**DIRECTIONS**
In the USS Arco text below, take the part that begins at the words "General characteristics" and stops after "23 June 1945.", and edit it so that "San Diego" becomes "Long Beach".

**PASSAGE PROVIDED**
General characteristics
- Class & type: ARD-12-class auxiliary repair dock
- Displacement: 5,200 tons (light)
- Length: 492 ft (150 m)
- Beam: 81 ft (25 m)
- Draft: 6 ft (1.8 m)
- Armament: 2 x 20 mm

= USS Arco (ARD-29) =

USS ARD-29 was an auxiliary repair dock that served with the United States Navy during World War II as an Auxiliary floating drydock. In 1967, the ship was renamed Arco, and in the 1970s the vessel was first loaned, and later sold, to Iran.

==Service history==
ARD-29 was placed in service at San Diego, California on 1 July 1944 and was employed by the Navy at the Naval Repair Base at San Diego during the latter part of 1944 and the beginning of 1945. Early in 1945, the drydock began to receive modifications at the Kaiser Cargo yard at Richmond, California, in preparation for assignment to advanced bases in the Pacific. She was placed in commission on 23 June 1945.

**GIVEN RECORDS**
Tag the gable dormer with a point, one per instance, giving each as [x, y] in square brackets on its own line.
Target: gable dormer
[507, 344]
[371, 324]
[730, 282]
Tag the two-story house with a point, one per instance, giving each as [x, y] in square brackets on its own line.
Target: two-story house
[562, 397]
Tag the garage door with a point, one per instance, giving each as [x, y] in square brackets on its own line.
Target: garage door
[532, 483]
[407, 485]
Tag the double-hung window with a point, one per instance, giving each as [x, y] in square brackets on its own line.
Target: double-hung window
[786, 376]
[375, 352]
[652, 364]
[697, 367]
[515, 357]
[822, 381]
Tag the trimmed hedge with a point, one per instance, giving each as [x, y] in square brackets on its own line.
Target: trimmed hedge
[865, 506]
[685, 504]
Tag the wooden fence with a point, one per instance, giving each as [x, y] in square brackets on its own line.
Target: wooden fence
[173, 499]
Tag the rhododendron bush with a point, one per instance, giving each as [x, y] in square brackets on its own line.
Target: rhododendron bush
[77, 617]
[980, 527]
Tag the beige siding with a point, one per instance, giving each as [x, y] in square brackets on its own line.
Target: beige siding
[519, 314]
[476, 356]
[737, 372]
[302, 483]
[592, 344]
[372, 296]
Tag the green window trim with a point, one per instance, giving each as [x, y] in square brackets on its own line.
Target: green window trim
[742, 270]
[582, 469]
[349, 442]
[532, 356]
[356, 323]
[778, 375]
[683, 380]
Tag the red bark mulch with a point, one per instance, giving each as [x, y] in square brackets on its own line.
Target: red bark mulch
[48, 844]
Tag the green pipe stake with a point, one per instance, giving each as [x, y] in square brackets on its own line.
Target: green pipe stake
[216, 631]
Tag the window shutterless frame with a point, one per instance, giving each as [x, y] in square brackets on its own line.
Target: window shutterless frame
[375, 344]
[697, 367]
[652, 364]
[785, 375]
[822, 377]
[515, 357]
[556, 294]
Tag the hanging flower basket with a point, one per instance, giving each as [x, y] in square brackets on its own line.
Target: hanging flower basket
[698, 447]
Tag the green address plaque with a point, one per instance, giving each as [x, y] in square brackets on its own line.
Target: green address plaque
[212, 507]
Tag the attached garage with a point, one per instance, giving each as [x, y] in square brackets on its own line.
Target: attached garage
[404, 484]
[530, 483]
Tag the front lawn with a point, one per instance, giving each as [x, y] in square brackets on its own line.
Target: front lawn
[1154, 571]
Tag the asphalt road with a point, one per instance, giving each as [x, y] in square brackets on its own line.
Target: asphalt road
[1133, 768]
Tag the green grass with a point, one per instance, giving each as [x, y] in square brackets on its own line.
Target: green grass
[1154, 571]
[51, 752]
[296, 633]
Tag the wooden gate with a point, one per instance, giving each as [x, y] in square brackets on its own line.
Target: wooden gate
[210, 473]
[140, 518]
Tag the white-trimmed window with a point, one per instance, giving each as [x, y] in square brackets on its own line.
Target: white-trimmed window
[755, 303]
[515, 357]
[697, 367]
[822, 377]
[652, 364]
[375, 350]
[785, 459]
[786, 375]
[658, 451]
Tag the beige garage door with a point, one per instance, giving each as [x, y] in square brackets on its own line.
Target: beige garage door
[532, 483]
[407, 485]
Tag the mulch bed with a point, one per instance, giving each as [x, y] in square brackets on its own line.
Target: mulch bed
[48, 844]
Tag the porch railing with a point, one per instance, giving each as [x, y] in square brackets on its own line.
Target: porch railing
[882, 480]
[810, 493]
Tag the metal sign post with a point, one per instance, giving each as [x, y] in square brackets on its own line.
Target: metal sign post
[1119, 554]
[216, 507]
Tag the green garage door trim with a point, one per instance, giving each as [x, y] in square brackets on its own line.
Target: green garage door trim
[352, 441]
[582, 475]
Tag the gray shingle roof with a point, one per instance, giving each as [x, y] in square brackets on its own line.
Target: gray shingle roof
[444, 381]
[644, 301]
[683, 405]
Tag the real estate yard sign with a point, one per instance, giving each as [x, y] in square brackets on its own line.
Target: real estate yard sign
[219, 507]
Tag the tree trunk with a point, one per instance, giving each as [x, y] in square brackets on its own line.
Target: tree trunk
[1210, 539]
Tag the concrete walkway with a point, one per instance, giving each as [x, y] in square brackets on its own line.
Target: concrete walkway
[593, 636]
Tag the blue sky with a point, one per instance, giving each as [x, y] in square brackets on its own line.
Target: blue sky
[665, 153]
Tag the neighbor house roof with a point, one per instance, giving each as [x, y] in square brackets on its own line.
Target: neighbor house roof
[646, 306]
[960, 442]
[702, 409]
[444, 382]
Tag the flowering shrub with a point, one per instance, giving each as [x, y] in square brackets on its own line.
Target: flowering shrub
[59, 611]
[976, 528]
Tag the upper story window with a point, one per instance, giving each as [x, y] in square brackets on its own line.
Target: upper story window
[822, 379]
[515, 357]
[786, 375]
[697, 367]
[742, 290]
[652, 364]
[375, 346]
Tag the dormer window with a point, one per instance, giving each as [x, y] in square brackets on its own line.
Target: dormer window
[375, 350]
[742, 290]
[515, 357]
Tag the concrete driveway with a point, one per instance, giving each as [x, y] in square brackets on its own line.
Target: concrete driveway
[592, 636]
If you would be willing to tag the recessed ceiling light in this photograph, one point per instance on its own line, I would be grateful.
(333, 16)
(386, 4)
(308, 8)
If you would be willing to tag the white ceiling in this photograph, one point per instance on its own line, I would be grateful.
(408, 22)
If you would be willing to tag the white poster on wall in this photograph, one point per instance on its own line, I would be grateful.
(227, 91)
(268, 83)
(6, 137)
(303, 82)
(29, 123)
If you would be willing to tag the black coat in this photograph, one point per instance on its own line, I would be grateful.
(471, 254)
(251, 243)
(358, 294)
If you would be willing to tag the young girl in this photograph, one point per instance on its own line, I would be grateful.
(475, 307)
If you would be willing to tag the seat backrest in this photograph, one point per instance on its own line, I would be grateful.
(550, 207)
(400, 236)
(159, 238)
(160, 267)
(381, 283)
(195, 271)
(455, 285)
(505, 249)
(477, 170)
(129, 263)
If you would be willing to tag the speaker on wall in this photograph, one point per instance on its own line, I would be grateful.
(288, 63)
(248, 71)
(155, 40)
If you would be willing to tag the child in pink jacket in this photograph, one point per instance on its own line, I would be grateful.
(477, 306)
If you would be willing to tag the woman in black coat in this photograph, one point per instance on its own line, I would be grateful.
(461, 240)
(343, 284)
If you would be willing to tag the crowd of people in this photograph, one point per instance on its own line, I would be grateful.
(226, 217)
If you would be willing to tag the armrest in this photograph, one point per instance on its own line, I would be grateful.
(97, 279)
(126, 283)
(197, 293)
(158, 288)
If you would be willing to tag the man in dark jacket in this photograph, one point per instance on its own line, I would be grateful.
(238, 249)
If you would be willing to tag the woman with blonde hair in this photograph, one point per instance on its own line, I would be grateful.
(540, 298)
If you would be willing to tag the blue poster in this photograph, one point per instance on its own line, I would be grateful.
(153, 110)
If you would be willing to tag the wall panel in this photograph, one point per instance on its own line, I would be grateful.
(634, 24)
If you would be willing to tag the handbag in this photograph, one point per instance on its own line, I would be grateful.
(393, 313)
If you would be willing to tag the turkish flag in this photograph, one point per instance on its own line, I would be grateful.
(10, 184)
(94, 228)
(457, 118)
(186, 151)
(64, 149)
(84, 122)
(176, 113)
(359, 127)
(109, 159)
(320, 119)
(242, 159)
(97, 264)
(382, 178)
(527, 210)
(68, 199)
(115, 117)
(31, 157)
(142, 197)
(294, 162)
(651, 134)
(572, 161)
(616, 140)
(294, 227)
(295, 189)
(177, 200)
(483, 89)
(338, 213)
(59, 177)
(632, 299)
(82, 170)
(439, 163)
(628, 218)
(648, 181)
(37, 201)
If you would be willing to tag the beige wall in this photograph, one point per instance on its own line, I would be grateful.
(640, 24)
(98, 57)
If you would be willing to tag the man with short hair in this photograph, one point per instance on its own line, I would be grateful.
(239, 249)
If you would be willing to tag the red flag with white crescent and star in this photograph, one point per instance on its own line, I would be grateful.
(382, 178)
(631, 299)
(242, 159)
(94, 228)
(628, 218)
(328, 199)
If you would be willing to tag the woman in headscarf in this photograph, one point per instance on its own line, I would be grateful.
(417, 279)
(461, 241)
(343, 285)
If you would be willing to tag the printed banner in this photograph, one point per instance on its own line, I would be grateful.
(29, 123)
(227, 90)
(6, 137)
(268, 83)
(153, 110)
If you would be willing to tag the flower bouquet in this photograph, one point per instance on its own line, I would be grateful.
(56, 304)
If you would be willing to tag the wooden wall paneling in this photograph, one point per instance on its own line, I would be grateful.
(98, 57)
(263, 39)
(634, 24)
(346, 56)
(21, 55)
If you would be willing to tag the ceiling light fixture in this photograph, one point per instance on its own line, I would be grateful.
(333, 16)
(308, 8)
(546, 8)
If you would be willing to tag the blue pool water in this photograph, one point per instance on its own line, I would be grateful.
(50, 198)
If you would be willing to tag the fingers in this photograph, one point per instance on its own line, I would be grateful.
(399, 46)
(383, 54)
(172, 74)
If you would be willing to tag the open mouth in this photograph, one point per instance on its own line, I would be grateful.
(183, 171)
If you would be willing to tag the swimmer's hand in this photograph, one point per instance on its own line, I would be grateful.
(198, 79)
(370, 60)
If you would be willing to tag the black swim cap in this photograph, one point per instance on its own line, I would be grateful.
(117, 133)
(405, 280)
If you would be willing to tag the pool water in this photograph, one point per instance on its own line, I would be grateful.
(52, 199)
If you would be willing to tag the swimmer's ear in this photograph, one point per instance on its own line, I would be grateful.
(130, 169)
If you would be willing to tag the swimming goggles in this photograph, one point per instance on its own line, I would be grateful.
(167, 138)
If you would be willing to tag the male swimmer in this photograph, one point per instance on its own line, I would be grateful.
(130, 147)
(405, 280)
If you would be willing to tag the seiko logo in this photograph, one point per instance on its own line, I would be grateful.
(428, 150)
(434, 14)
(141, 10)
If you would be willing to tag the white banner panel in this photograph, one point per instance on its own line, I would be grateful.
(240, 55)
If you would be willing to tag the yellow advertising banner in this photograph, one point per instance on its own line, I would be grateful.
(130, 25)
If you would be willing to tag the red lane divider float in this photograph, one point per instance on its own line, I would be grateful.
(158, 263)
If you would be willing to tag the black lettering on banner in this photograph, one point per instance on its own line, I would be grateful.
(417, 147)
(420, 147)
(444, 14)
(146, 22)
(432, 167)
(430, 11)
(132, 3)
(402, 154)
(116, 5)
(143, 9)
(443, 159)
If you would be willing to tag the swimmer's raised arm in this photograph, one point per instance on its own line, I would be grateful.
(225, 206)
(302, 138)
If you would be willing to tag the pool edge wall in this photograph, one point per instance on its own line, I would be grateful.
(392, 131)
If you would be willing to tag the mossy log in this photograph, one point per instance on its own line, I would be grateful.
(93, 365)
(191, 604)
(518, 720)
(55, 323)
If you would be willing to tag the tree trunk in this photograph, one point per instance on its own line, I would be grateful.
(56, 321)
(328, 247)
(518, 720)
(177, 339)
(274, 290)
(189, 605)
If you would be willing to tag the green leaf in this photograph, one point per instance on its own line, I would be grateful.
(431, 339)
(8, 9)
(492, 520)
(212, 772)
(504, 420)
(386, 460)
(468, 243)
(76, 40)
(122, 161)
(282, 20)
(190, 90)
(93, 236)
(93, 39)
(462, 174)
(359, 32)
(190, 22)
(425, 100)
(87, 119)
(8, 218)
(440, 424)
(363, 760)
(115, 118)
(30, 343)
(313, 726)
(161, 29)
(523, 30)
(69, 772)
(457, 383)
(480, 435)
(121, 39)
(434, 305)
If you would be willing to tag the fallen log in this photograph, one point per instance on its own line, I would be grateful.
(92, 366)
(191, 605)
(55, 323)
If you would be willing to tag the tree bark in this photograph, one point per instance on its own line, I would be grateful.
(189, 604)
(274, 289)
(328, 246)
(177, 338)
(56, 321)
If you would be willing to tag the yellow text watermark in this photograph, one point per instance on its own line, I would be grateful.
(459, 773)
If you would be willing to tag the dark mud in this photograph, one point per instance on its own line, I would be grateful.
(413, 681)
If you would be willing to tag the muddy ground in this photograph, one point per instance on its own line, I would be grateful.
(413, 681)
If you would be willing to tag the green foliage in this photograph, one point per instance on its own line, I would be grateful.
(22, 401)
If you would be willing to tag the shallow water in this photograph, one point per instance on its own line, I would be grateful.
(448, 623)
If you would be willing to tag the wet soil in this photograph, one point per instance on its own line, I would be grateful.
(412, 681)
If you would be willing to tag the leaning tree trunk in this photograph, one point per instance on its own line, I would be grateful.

**WRITTEN RESPONSE**
General characteristics
- Class & type: ARD-12-class auxiliary repair dock
- Displacement: 5,200 tons (light)
- Length: 492 ft (150 m)
- Beam: 81 ft (25 m)
- Draft: 6 ft (1.8 m)
- Armament: 2 x 20 mm

= USS Arco (ARD-29) =

USS ARD-29 was an auxiliary repair dock that served with the United States Navy during World War II as an Auxiliary floating drydock. In 1967, the ship was renamed Arco, and in the 1970s the vessel was first loaned, and later sold, to Iran.

==Service history==
ARD-29 was placed in service at Long Beach, California on 1 July 1944 and was employed by the Navy at the Naval Repair Base at Long Beach during the latter part of 1944 and the beginning of 1945. Early in 1945, the drydock began to receive modifications at the Kaiser Cargo yard at Richmond, California, in preparation for assignment to advanced bases in the Pacific. She was placed in commission on 23 June 1945.